╭─ Text shown
Meeta Anand - Meeta Anand has had the good fortune of having attended some of the world's leading academic institutions (Oxford and Harvard), and the greater fortune of actually graduating from some of them. Meeta's debating abilities have been alternately described as more withering than when the bad guys open the ark at the end of the first Indiana Jones movie and yet more subtle than a groundball between Bill Buckner's legs. When not revising her biography, she is a corporate lawyer in New York City.
Cyrus Habib - Cyrus Habib is a Rhodes Scholar, Truman Scholar and Soros Fellow. Habib worked for Senators Cantwell, Clinton, and Kerry, the private equity firm Pelican Partners, the law firm Perkins Coie, and most recently Google.
He has been published in a number of publications, including the Washington Post.
Rachel Homer - Rachel Homer is a senior Political Science major, because that's an original major to choose at Yale. After a semester babysitting the Yale Political Union - as President - she had no trouble coordinating interest groups while working on the Democratic Platform this summer. The summer before she worked in the Ugandan Parliament in Kampala, which is like the beltway, but with more cows and fewer lobbyists. She plans to have a lucrative career working in Democratic politics; if that fails, she's settle for just working in Democratic politics.
Carmen Lee - Carmen Lee has yet to fill the void in her life after leaving the Speakership of the Yale Political Union this semester. When not saving Africa one micro-loan at a time, she can usually be located by the sound of her voice. Student organizations that have begged her to shut up include the Yale Debate Association, Saint Anthony Hall, and the Independent Party.
Jack O'Conor - It is unclear how exactly Jack O'Conor--a purported physics and computer science major--found his way into the Yale Political Union, or what he expects to accomplish by refusing to leave. His answer to everything is to privatize the roads, so no one has yet bothered to tell him the topic of the motion.
Joseph Pascal - Joseph Pascal is co-founder and president of the Hudson Union Society.
Pascal is from Long Island and received his M.B.A. at Oxford.
Michael Pomeranz - Michael Pomeranz is a senior in Yale College from Chicago, IL. He is a major in Religious Studies (recently promoted from lieutenant), a position sure to render him unable to pay for a Senate seat back home at the going rates. He hopes the Society will vote for his side of the resolution early and often. If careers in law, politics, government, or education policy don't work out, he plans to tour the nation, calling for repentance, as the recent steroid revelations clearly are God's punishment for the sin of the Designated Hitter.
╰─
╭─ Entries supplied
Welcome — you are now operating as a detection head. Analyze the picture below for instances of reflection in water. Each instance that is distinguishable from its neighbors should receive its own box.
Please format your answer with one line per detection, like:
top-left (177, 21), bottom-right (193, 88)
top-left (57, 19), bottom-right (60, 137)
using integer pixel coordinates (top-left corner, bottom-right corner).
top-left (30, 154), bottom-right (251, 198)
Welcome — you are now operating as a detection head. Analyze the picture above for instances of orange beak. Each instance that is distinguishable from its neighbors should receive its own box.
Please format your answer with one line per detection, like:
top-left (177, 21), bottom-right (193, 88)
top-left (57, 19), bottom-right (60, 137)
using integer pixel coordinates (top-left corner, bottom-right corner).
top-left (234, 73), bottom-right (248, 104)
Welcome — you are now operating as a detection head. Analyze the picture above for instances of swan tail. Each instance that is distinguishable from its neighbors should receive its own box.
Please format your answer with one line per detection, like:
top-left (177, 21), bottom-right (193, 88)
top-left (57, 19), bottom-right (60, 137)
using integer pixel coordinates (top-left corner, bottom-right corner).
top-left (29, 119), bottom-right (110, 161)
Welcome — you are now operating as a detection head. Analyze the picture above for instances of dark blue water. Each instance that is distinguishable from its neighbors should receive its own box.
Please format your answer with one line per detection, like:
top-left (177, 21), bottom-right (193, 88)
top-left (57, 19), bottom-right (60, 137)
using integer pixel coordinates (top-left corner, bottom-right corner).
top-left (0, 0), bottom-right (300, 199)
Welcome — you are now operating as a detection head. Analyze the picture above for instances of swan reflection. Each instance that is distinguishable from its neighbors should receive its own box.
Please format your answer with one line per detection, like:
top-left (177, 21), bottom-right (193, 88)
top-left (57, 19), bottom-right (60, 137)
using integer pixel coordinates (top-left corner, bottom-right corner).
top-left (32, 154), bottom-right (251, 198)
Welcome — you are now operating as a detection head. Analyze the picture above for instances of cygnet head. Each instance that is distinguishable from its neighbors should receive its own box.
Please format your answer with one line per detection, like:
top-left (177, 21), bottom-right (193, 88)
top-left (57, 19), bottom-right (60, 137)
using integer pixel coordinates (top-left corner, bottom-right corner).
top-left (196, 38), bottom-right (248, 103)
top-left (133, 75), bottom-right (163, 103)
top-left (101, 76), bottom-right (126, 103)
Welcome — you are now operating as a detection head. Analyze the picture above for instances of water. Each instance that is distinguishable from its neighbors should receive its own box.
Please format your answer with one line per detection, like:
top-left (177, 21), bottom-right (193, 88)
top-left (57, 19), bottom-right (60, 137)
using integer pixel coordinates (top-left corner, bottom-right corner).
╰─
Please answer these questions from the speaker bios:
(a) Which company does Cyrus Habib's bio list as his most recent employer?
(b) Where did Joseph Pascal receive his M.B.A.?
(c) In which city was the parliament where Rachel Homer worked the summer before the Democratic Platform?

#### [Output of the exercise]
(a) Google
(b) Oxford
(c) Kampala